== Source text ==

────────────────────────────────────────

Two suggestions to boost Aberdeen in the future. One a bosker, one in the category: “You’re havin’ a laugh.”
The decidely duff idea is the one run up the flagpole by the city’s Covid recovery Masterplan brainboxes – bringing back the trams. Where in the name of all that’s sensible would the cash-strapped cooncil manage to beg, steal or borrow the multi-millions needed to excavate roads across the toon, lay rails and buy a fleet of luxury liners? Jings, we canna even afford to fix the potholes.
For those of us who remember the jigglie green giants, talk of their rebirth brings back memories of just how wonderful they were. Clinking, clanking, occasionally flashing coaches which sailed across the city centre and into suburbs like Mannofield, Woodside and Bridge of Don.
How we kids adored getting on or off at a terminus and reversing the seatbacks so passengers were always facing forward. So much did they shoogle, I once fell from top to bottom of the stairs at Balgownie – a particularly embarrassing manouevre since I’d only just hitered, fully clothed, into the Dee and was literally in a state of tweed coat and nae knickers.
But the sage corporation cooncillors reckoned the future was petrol buses rather than electrified vehicles. Oh, the irony. Ripping up the tracks, they sentenced the wonderful trams to death by fire. An Evening Express photographer who was there that awful night of the bonfires said many bystanders were in tears, including him.
But the north-east transport wreckers had only just begun. A pucklie years later, Dr Beeching took his ruthless, senseless axe to our wonderful Deeside, Shire, Buchan and Banff railway systems. What a joy to see some of them being revived and well-used.
Why have we waited so long for a medical museum?

────────────────────────────────────────

== Dataset items ==
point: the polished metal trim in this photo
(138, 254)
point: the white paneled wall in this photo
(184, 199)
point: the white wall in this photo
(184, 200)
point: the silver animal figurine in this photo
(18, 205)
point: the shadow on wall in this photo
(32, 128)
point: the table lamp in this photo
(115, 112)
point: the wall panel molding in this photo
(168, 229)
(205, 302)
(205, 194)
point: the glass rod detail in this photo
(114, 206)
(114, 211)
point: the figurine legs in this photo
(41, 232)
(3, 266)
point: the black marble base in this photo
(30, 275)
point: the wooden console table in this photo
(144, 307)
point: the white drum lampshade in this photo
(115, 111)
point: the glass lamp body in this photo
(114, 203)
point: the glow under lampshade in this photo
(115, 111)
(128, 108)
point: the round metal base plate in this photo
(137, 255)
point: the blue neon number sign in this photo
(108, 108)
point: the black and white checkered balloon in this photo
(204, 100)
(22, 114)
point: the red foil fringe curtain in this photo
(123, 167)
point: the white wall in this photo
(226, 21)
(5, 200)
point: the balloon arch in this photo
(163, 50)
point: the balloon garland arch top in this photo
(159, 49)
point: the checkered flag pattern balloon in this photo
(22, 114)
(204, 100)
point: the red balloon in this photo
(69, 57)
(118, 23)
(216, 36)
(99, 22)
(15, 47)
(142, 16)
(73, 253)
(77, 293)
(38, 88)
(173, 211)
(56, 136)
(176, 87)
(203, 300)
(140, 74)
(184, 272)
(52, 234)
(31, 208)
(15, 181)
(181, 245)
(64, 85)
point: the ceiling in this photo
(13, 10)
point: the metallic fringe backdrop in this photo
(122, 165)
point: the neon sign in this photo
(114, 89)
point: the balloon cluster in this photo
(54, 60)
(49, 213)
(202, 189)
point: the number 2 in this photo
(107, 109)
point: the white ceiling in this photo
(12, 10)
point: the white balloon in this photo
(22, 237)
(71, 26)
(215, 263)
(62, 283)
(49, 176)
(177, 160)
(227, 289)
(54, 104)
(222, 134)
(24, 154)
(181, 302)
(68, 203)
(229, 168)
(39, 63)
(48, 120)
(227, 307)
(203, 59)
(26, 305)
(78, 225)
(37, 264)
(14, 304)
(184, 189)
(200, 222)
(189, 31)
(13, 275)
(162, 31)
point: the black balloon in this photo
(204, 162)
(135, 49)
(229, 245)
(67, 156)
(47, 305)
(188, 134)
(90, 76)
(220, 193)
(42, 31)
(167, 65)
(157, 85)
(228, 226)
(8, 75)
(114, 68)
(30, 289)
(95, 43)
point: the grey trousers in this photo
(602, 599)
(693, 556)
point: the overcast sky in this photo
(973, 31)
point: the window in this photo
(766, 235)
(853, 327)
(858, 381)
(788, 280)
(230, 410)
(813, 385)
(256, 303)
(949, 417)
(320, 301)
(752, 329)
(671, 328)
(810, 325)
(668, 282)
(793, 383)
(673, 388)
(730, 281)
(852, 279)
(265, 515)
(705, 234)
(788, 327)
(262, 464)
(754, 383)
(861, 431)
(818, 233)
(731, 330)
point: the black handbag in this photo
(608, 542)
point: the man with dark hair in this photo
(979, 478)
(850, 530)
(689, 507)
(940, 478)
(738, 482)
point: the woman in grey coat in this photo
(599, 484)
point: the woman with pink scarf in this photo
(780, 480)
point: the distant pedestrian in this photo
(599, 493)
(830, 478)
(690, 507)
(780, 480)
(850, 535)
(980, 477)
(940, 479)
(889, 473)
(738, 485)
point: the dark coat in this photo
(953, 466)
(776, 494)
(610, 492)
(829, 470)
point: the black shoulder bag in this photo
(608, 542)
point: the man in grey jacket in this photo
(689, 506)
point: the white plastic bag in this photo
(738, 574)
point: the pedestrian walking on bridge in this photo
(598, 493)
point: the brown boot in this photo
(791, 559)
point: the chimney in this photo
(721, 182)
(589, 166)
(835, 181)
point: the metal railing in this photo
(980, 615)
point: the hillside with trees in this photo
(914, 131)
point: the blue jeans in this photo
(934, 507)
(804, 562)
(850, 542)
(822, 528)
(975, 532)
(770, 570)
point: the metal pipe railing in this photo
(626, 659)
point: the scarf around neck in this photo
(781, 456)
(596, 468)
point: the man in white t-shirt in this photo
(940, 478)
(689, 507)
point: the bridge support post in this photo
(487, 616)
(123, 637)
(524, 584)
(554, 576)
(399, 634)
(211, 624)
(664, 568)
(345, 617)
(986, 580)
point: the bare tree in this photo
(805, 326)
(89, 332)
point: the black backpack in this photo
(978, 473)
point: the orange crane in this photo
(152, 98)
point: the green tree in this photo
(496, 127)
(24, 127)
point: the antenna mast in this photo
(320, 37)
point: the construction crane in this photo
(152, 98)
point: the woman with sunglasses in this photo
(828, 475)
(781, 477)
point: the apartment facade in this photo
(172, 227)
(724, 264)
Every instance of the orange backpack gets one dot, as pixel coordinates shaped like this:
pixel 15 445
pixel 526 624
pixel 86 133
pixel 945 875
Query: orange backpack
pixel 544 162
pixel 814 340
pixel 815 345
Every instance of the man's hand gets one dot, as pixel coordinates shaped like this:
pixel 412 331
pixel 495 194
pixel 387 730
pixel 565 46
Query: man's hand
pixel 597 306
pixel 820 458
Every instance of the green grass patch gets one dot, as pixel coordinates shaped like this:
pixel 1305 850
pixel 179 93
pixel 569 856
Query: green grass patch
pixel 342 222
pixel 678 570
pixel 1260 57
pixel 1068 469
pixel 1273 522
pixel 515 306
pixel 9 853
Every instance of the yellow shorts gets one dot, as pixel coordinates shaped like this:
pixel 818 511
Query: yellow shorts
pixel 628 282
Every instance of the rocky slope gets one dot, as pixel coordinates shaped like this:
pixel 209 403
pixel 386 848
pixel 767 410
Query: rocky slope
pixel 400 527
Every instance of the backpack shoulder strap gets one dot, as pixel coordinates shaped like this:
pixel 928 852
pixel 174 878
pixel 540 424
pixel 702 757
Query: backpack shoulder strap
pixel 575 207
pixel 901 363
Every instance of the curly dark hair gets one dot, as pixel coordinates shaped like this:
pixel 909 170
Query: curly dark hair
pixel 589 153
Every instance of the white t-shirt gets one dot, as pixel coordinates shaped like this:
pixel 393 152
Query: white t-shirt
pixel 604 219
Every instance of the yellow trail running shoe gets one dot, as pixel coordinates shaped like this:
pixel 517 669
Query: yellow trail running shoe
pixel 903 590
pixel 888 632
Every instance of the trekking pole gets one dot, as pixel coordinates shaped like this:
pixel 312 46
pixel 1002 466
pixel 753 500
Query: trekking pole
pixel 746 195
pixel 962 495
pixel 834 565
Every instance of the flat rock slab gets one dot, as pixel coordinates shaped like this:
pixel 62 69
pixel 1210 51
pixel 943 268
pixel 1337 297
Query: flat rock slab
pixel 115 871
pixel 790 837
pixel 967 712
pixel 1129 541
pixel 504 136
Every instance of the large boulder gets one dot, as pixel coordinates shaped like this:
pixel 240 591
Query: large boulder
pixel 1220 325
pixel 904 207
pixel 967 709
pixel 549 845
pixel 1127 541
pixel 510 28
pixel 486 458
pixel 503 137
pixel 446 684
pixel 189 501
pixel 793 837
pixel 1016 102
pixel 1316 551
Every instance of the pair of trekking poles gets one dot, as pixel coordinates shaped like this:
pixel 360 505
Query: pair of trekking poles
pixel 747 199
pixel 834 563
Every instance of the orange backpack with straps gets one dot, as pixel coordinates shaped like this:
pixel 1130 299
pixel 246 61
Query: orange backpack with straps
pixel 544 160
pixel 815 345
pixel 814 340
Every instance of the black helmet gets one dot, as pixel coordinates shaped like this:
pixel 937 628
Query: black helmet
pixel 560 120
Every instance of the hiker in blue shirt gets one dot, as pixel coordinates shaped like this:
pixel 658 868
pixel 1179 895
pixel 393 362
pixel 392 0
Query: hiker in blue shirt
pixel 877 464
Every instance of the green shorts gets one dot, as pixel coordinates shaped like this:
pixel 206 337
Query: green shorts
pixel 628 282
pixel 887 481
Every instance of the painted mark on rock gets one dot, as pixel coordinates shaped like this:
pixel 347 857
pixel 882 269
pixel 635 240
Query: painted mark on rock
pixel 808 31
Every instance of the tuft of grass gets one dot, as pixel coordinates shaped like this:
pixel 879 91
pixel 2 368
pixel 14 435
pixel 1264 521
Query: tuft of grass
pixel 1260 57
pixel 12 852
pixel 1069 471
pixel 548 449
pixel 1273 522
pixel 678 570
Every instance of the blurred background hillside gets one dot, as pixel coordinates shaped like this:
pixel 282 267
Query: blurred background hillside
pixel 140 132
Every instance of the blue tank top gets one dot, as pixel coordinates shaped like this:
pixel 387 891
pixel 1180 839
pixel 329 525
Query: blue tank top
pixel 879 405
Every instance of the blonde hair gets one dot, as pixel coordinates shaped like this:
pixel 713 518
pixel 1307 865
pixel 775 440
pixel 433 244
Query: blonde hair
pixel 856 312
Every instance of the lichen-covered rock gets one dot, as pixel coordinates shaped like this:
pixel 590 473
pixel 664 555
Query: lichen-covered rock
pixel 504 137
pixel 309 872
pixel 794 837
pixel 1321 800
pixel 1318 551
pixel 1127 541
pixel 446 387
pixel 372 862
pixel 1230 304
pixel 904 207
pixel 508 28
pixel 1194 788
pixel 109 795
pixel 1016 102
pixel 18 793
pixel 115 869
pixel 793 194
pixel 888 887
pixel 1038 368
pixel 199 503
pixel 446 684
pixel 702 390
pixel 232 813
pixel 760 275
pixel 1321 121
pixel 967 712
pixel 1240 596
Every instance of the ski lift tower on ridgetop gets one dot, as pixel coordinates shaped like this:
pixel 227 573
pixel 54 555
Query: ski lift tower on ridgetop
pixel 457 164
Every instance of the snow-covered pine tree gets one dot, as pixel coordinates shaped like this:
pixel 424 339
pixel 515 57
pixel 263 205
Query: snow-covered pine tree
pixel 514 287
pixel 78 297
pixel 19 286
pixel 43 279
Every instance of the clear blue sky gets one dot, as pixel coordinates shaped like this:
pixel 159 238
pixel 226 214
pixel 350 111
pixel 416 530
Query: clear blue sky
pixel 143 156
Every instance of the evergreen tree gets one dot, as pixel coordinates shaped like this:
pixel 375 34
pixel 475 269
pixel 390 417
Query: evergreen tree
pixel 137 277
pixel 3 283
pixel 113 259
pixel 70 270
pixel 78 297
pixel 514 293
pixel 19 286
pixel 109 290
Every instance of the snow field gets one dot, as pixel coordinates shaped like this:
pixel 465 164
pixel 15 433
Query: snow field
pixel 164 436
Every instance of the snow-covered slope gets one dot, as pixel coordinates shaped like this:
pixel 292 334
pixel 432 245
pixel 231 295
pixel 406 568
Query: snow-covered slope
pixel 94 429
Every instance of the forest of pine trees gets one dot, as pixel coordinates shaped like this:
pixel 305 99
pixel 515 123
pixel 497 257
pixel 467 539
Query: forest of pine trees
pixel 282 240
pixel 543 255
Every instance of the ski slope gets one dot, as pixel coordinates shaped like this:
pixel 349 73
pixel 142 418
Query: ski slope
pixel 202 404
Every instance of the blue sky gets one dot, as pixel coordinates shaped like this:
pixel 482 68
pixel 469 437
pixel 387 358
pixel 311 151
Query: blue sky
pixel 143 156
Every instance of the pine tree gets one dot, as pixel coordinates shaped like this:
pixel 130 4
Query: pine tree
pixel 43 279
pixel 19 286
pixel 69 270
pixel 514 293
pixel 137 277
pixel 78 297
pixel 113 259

────────────────────────────────────────

== Task list ==
- A) Answer these from the Aberdeen trams column:
(i) Which suburbs did the trams run into?
(ii) What did the corporation councillors reckon the future was, instead of electrified vehicles?
(iii) Who took an axe to the Deeside, Shire, Buchan and Banff railway systems?
- B) Please write out everything in the Aberdeen trams column from "But the north-east" down to "revived and well-used.".

== Answers ==
- A)
(i) Mannofield, Woodside and Bridge of Don
(ii) Petrol buses
(iii) Dr Beeching

- B)
But the north-east transport wreckers had only just begun. A pucklie years later, Dr Beeching took his ruthless, senseless axe to our wonderful Deeside, Shire, Buchan and Banff railway systems. What a joy to see some of them being revived and well-used.